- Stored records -
=== Begin Enclosure ===
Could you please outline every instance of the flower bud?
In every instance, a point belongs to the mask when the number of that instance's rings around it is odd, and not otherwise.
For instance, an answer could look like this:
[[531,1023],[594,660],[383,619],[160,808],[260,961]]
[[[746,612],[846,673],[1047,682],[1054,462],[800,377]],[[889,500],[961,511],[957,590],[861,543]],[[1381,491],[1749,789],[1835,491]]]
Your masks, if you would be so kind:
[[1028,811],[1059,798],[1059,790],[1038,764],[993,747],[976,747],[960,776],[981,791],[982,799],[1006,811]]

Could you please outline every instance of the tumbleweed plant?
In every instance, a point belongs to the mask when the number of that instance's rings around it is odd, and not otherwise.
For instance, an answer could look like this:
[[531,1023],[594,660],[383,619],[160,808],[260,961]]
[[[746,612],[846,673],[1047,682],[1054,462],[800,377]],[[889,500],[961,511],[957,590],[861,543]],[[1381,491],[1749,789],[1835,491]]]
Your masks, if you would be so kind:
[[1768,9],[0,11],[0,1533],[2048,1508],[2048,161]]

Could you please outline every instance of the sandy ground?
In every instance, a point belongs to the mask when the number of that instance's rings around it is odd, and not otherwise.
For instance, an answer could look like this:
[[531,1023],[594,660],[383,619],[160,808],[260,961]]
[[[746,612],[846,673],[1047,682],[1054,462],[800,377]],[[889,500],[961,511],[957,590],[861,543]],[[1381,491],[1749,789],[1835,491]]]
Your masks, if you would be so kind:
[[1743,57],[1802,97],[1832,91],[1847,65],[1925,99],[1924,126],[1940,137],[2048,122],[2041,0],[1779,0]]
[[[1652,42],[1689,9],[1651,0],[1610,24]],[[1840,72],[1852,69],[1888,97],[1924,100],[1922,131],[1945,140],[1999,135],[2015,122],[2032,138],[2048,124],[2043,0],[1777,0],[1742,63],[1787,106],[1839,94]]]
=== End Enclosure ===
- TASK DESCRIPTION -
Your answer should consist of every record, restated exactly.

- SOLUTION TO THE PROBLEM -
Could you please outline every instance of the flower bud?
In every instance, a point belongs to the mask when the number of that instance's rings around it is odd, and not otherwise.
For instance, an answer could look like this:
[[531,1023],[594,660],[383,619],[160,808],[260,961]]
[[[746,612],[846,673],[1047,682],[1054,462],[800,377]],[[889,500],[961,511],[957,590],[861,543]],[[1381,491],[1749,789],[1835,491]]]
Your masks, if you would be so kind:
[[1028,811],[1059,798],[1059,790],[1038,764],[993,747],[976,747],[960,776],[981,791],[982,799],[1006,811]]

Could you please outline every instance of the tumbleweed plant?
In every instance, a point belongs to the mask when the number of that instance's rings around it is odd, and not otherwise.
For instance, an answer could look like this:
[[531,1023],[594,660],[383,619],[160,808],[260,961]]
[[[746,612],[846,673],[1047,682],[1054,462],[800,377]],[[889,500],[961,511],[957,590],[861,543]],[[1381,491],[1749,789],[1835,491]]]
Your masks, if you would be so kind:
[[1768,9],[0,11],[0,1533],[2048,1508],[2048,161]]

Could you please outline every instance of the sandy ground?
In every instance, a point belongs to the mask when the number of that instance's rings around it is odd, and not otherwise.
For instance, an answer could look like this:
[[531,1023],[594,660],[383,619],[160,808],[260,961]]
[[[746,612],[846,673],[1047,682],[1054,462],[800,377]],[[889,500],[961,511],[957,590],[861,543]],[[1381,491],[1749,789],[1835,491]]]
Your masks, if you would be so kind:
[[1743,57],[1802,97],[1832,91],[1847,65],[1925,99],[1924,126],[1940,137],[2048,122],[2041,0],[1779,0]]
[[[1652,42],[1689,9],[1651,0],[1610,24]],[[1840,72],[1852,69],[1888,97],[1924,100],[1922,131],[1945,140],[1999,135],[2015,122],[2032,138],[2048,124],[2043,0],[1777,0],[1742,63],[1787,106],[1839,94]]]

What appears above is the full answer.